WHAT YOU ARE ASKED TO DO:
In the news item on Northern Ireland's voucher scheme, give the passage starting at "Depending on administration" and ending at "time of the year." again, swapping "March" for "April".

SELECTED EXCERPT:
• • • • • • •
A voucher scheme could see every adult in Northern Ireland being handed a prepaid card worth £75-£100 to spend in the local economy.
Under an initiative inspired by a similar scheme in Jersey, the plan by Stormont’s Department for the Economy is that the cards will be spent in shops, restaurants and hotels at the start of the year.
The announcement comes days before the retail and hospitality sectors close for two weeks in a bid to stem the second spike of the coronavirus pandemic.
Department officials are working on how to use the £95m allocated by Finance Minister Conor Murphy for the scheme.
Depending on administration costs and whether the allocation is topped up, cards worth £75-£100 will be handed to every adult either over the age of 16 or the age of 18 to be spent before the end of March to boost businesses in what is traditionally the toughest time of the year.
It is understood the department remains hopeful the £95m allocation may be topped up. The figure of £75-£100 appears to have supplanted a suggestion made on Monday that each household would get around £200.
Economy Minister Diane Dodds emphasised it is an economic stimulus for bricks and mortar businesses including retail, restaurants and hotels, and is not to be spent online.
“It’s about injecting income into Northern Ireland’s economy,” she said.
“We’re at very early days of the whole scheme.
• • • • • • •
PROVIDED INFORMATION:
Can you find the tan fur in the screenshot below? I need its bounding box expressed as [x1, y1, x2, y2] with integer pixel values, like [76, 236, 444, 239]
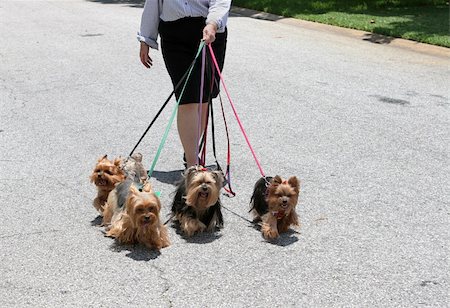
[261, 176, 300, 239]
[89, 155, 125, 215]
[174, 166, 224, 237]
[186, 171, 223, 211]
• • • • • • •
EXERCISE ANSWER:
Depending on administration costs and whether the allocation is topped up, cards worth £75-£100 will be handed to every adult either over the age of 16 or the age of 18 to be spent before the end of April to boost businesses in what is traditionally the toughest time of the year.